* What you have to do: In the data below, copy word for word every line from the one containing "Where can the woman's shoulder" through the one containing "x=267, y=389", including both of those lines.

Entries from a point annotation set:

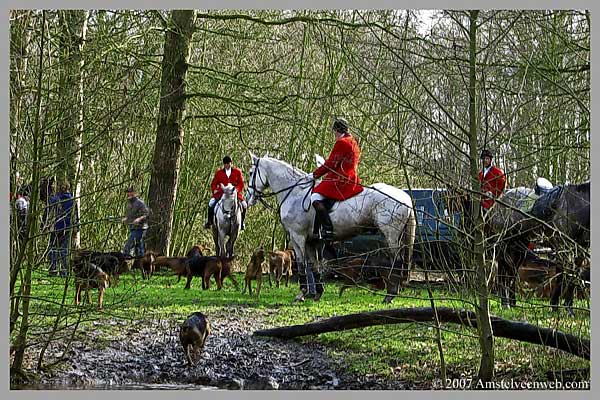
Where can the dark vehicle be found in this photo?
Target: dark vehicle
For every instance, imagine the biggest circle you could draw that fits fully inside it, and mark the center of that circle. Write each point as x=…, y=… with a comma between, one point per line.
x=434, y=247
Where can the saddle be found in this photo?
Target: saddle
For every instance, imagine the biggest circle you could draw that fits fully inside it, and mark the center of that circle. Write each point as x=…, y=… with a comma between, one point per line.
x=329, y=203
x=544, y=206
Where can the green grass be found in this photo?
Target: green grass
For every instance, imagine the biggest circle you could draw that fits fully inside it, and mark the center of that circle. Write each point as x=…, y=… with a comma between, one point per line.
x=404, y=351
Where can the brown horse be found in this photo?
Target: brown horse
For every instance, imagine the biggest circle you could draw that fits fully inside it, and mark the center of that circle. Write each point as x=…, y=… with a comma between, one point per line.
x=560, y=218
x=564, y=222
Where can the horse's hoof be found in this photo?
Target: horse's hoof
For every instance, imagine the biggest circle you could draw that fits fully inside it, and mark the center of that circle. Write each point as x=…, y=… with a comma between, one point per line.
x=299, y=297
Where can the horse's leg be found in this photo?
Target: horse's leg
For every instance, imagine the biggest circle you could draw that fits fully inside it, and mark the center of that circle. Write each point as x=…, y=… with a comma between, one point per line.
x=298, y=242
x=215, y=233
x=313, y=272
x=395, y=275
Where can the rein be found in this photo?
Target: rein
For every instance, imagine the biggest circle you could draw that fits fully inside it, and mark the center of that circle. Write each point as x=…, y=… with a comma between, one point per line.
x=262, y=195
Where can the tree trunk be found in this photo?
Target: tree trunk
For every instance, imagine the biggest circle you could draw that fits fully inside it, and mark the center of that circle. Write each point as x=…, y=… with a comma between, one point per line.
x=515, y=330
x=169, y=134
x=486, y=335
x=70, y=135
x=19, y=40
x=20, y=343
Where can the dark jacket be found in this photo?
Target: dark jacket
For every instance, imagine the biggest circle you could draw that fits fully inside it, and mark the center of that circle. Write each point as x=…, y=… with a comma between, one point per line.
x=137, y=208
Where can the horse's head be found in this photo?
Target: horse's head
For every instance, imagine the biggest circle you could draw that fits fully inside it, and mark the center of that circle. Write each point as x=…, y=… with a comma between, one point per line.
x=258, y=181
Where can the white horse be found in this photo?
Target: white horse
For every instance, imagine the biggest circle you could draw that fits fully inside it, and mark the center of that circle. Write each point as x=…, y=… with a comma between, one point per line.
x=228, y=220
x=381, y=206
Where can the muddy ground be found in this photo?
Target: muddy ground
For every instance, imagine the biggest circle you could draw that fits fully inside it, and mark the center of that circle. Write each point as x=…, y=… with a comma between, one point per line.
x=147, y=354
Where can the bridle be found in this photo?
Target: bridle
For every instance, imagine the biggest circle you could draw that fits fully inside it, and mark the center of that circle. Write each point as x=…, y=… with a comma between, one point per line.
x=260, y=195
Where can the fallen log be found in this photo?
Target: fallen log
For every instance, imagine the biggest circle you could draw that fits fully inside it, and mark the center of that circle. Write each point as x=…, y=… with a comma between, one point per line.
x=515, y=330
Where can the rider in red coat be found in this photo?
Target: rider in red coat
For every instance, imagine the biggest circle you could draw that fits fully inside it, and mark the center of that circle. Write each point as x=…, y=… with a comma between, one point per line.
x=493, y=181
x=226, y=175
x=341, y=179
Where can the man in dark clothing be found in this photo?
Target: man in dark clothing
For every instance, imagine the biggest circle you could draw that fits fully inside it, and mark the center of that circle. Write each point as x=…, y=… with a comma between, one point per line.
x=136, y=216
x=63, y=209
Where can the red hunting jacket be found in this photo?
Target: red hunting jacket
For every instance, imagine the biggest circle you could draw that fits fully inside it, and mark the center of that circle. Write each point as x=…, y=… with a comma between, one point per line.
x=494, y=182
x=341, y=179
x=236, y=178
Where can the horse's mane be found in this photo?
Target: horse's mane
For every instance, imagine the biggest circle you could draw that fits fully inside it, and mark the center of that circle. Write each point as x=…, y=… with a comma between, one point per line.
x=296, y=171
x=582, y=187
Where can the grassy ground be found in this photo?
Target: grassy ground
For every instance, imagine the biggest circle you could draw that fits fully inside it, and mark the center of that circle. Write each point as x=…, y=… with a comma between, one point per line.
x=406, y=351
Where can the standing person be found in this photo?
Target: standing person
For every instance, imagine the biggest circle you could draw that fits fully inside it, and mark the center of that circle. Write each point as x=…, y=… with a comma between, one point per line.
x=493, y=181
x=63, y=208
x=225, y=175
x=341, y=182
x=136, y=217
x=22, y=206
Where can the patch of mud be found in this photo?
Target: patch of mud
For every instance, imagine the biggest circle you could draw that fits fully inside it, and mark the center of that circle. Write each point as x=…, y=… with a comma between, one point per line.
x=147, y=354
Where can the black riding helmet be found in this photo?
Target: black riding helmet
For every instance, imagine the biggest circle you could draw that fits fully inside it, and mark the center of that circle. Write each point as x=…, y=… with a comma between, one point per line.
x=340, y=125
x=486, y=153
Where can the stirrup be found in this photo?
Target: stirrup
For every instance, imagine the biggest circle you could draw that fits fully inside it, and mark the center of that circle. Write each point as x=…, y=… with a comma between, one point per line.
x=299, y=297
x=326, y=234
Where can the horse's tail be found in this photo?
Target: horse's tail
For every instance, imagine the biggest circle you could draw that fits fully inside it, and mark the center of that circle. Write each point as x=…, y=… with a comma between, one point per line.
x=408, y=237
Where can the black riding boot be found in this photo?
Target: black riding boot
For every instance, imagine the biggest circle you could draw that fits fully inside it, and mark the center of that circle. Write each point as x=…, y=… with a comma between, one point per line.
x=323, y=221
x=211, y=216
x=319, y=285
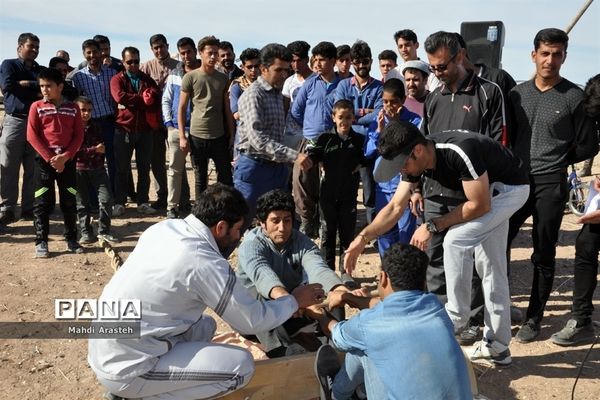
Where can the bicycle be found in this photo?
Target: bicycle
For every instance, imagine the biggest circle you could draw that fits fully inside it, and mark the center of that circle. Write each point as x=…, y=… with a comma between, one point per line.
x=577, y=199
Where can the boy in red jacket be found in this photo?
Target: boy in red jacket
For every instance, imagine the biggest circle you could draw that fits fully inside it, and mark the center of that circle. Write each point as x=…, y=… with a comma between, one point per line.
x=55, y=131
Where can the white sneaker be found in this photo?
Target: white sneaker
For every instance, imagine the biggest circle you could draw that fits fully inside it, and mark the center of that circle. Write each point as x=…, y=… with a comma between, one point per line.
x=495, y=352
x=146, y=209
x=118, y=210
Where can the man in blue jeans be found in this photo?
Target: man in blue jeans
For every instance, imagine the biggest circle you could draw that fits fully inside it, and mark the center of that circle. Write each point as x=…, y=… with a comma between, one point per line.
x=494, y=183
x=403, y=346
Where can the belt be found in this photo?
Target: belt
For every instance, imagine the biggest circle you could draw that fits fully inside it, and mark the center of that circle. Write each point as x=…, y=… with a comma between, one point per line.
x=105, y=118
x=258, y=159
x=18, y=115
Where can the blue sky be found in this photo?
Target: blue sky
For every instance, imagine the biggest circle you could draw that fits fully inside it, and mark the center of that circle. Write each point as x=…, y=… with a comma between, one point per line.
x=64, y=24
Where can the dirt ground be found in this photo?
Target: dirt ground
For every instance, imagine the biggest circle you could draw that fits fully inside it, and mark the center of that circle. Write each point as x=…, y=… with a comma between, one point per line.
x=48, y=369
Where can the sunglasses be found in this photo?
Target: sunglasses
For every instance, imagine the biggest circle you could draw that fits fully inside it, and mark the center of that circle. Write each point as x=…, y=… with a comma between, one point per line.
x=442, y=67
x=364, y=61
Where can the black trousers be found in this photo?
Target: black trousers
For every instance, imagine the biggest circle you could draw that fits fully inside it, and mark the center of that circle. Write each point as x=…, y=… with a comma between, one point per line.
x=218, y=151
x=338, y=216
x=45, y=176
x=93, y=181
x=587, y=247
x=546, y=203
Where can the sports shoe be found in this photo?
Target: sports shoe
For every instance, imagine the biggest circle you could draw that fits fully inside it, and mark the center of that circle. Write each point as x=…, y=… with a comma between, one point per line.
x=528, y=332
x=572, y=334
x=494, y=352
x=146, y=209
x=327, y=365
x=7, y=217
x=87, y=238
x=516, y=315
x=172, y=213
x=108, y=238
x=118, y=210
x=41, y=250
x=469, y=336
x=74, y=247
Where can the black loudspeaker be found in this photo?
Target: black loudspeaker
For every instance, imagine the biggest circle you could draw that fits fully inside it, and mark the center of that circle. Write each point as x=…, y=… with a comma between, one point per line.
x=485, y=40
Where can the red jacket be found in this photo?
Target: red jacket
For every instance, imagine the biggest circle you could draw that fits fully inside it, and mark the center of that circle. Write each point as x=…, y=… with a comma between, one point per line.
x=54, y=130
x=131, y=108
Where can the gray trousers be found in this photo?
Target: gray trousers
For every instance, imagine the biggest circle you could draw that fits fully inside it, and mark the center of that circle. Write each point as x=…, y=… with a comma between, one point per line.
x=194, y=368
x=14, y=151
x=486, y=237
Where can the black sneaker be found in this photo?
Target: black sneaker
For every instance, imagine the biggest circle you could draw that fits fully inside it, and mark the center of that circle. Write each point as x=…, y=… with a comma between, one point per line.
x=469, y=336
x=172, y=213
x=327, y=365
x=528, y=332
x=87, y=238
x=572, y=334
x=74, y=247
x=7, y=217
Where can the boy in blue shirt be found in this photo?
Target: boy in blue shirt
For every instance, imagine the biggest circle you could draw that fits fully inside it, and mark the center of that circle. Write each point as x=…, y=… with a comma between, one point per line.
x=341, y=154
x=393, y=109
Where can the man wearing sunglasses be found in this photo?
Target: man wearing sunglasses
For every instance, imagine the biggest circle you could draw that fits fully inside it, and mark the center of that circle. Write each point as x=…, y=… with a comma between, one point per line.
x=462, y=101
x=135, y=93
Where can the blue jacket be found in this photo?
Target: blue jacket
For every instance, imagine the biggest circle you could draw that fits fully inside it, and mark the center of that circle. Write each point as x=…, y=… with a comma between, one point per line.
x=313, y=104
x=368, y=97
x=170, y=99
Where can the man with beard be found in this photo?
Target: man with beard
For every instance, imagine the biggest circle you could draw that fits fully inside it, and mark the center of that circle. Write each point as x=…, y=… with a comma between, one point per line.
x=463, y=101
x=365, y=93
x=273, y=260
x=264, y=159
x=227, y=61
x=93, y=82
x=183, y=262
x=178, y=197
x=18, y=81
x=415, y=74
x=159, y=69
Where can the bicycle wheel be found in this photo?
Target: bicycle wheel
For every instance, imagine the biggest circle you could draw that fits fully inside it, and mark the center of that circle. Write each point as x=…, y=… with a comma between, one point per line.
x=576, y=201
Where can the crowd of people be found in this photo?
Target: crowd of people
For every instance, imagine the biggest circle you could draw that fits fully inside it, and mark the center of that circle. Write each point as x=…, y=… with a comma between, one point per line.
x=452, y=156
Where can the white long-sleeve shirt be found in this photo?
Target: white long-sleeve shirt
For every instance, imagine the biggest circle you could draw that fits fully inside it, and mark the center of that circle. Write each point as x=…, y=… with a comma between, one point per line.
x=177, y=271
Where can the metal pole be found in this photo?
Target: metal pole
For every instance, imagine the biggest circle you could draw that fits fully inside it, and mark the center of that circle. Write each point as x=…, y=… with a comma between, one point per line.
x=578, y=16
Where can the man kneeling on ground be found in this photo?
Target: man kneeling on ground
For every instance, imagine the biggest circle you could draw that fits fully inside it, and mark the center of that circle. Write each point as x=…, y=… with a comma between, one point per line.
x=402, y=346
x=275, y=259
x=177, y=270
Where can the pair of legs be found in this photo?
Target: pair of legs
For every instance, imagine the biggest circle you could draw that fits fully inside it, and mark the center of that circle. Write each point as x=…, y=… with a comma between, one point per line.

...

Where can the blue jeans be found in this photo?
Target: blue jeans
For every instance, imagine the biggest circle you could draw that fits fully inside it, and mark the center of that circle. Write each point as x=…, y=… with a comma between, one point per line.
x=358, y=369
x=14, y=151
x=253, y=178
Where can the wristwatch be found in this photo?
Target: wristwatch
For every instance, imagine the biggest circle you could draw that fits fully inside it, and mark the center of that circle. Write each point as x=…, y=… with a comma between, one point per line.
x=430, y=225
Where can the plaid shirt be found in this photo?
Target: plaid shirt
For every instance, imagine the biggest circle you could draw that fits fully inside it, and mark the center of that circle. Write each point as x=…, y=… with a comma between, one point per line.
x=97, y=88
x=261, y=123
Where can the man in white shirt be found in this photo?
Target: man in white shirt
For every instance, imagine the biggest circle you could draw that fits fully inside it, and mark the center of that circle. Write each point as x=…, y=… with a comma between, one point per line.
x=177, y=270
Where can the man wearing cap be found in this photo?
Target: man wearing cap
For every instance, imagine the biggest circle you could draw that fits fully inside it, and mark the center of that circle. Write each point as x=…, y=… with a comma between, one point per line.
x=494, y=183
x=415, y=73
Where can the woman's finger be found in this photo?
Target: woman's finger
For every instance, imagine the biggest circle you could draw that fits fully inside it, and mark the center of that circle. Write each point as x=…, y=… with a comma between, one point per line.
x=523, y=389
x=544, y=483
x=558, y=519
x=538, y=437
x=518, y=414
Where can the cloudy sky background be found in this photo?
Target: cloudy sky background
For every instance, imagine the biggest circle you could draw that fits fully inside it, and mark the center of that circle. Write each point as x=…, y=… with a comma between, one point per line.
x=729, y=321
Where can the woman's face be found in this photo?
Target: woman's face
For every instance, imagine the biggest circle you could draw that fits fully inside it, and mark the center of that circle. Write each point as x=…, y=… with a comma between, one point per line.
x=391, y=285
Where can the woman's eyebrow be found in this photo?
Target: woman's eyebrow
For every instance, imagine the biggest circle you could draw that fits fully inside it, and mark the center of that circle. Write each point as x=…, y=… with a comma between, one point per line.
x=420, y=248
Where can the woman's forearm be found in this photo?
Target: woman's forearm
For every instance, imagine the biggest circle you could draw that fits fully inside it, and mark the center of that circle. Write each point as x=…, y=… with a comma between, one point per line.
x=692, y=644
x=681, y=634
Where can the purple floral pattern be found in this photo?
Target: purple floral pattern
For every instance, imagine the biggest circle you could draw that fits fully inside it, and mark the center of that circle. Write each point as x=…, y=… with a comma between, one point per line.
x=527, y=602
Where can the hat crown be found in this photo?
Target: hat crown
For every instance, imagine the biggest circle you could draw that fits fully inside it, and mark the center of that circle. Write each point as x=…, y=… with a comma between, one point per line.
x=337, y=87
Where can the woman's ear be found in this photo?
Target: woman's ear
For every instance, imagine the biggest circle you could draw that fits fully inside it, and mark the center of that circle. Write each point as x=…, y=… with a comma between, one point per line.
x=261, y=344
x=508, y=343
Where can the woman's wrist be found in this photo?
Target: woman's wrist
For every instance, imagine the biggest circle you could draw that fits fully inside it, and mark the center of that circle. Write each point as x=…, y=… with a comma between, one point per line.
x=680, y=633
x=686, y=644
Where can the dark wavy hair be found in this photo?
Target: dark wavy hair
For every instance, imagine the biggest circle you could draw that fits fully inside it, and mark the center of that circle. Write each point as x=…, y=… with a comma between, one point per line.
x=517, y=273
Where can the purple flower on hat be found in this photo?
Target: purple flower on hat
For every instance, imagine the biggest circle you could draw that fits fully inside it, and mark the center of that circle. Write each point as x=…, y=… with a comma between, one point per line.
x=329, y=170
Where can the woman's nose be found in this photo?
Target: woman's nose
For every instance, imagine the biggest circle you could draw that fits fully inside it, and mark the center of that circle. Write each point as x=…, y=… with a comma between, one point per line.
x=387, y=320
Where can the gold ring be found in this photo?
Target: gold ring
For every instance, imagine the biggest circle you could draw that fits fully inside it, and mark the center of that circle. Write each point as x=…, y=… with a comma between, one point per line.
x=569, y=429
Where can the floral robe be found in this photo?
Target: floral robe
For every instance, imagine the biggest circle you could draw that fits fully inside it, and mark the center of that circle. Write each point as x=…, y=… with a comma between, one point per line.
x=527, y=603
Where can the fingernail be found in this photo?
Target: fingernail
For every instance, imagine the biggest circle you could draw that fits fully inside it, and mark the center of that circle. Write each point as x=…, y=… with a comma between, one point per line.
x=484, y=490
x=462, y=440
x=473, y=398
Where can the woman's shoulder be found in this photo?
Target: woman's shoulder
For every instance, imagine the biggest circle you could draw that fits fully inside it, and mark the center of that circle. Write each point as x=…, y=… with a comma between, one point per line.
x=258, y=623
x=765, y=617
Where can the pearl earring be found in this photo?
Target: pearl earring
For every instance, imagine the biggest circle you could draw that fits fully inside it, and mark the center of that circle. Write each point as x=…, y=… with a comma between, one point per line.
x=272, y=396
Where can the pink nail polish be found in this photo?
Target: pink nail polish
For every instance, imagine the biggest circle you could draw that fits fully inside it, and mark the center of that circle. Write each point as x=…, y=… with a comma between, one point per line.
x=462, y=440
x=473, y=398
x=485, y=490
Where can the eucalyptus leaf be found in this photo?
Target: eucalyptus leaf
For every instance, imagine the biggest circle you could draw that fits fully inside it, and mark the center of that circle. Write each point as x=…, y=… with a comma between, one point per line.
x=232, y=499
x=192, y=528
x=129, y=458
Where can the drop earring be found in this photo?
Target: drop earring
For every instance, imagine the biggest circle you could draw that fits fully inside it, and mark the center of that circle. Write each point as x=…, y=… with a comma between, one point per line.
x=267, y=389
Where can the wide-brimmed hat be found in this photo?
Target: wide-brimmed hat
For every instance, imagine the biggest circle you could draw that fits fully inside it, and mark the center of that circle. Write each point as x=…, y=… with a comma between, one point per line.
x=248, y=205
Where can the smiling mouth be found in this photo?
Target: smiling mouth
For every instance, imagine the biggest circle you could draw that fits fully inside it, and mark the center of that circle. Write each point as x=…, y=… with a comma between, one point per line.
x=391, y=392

--

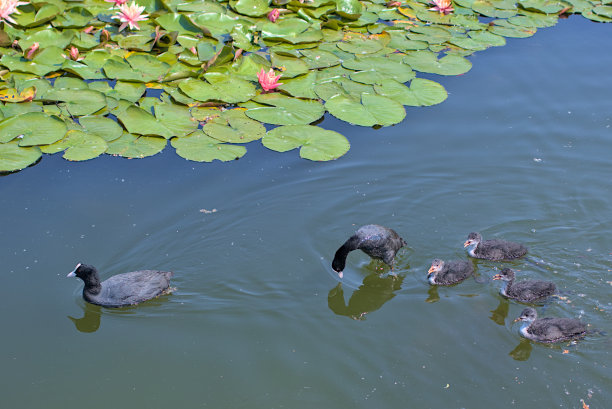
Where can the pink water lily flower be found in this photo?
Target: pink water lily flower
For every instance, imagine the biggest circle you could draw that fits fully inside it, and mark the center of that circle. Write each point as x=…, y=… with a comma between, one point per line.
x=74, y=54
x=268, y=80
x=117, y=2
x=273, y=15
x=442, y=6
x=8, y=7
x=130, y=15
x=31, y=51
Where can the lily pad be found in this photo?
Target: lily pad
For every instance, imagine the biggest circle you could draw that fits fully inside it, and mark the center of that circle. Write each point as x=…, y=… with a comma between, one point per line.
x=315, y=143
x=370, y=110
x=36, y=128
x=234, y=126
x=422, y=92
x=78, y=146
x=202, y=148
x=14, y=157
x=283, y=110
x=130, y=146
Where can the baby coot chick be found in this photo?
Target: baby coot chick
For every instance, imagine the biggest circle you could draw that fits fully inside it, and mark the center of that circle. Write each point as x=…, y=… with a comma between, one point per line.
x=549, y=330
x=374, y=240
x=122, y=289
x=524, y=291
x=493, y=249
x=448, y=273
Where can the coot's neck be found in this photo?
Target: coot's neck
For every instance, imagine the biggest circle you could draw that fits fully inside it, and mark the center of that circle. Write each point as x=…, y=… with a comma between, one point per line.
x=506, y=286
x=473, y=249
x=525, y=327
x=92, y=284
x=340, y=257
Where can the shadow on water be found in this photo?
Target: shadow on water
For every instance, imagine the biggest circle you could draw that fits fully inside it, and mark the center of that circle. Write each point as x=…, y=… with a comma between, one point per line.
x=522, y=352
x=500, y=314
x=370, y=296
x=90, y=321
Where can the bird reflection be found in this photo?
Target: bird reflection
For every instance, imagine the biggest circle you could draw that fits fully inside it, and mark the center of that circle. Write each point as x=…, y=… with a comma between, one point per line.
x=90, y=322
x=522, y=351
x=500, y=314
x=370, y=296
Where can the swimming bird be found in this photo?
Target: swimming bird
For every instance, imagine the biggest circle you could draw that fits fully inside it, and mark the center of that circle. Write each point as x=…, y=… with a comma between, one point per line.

* Task result:
Where can the woman's shoulder be found in this photo?
Target: woman's shoulder
For every instance, imagine the biggest circle you could draw that fits fully inside it, and mark the center of that circle. Write each point as x=…, y=… with a comma between, one point per line.
x=258, y=623
x=765, y=617
Where can the pearl earring be found in this photo?
Target: pearl earring
For every instance, imagine the biggest circle you could draw that fits fully inside it, and mark the center of that circle. Write each point as x=…, y=… with a comma between, one point per line.
x=272, y=396
Where can the pink nail polish be found in this photo?
Target: pink nail polish
For every instance, imagine the biggest circle you could draw that fits fully inside it, and mark the center of that circle. Write each point as x=…, y=… with a comma between, one point per line.
x=462, y=440
x=473, y=398
x=485, y=490
Where can the eucalyptus leaf be found in this photo?
Target: eucalyptus leaf
For every instance, imagine the biggest circle you could draw that fits fully inside it, and mark the center of that circle. Write each point as x=…, y=… with a comma between, one point per line.
x=232, y=499
x=192, y=528
x=129, y=458
Where can the drop earring be found in this photo?
Target: drop earring
For every instance, imagine the biggest circle you could draw that fits fully inside it, and mark the center of that circle. Write each point as x=…, y=… with a comma between, one point per line.
x=267, y=389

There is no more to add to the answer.